Work instructions: Everything from the line that contains "the driver in" through the final line of the records should be written out exactly, and nothing outside that span.

= = = = = = =

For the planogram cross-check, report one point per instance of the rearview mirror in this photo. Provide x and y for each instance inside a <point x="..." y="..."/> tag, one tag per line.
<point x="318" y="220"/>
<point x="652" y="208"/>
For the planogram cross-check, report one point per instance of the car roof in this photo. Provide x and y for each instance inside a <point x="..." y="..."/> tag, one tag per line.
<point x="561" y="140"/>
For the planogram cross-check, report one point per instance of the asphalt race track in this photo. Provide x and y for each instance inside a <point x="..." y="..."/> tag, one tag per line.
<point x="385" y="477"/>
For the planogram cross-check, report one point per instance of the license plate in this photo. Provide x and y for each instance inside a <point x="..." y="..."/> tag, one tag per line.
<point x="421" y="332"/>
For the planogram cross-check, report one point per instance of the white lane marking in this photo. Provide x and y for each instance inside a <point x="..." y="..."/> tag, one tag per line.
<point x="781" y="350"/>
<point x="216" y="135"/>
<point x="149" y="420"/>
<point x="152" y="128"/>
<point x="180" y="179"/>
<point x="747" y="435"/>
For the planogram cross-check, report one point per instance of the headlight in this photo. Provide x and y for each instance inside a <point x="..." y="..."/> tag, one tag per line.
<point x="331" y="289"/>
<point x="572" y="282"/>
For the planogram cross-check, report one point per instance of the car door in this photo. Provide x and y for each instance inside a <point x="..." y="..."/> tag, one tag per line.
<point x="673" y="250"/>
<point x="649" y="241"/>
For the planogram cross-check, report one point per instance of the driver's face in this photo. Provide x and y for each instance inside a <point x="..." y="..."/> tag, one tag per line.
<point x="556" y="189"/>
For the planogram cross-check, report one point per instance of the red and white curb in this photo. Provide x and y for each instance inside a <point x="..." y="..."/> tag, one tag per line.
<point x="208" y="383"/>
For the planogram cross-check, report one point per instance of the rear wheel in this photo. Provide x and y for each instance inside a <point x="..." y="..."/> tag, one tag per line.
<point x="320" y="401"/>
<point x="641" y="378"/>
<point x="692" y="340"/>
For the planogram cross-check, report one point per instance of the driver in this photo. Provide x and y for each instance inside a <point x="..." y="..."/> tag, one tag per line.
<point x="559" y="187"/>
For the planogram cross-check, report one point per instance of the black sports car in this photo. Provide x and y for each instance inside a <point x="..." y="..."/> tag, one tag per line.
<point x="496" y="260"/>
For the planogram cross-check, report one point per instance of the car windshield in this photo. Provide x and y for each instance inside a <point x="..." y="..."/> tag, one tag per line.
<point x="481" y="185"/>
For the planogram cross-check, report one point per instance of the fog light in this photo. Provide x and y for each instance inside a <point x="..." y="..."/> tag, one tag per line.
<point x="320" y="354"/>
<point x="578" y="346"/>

= = = = = = =

Response to the exercise:
For the planogram cross-check, report one point per instance of the driver in this photo. Provide x and y for each instance inside a <point x="..." y="..."/> tag, one tag per line.
<point x="559" y="187"/>
For the planogram cross-check, report one point per instance of the black sports car in this photo. Provide x and y for each instance inside a <point x="..." y="..."/> tag, one tag per line.
<point x="496" y="260"/>
For the planogram cross-check, report one point per instance of the car windshield in this photo. Provide x and y for each instance inside a <point x="..." y="..."/> tag, one tag per line.
<point x="481" y="185"/>
For the planogram cross-check, report one point per instance of the fog light in this photo. Provide x and y for each instance inside a <point x="..." y="..."/> tag, one tag per line.
<point x="320" y="354"/>
<point x="578" y="346"/>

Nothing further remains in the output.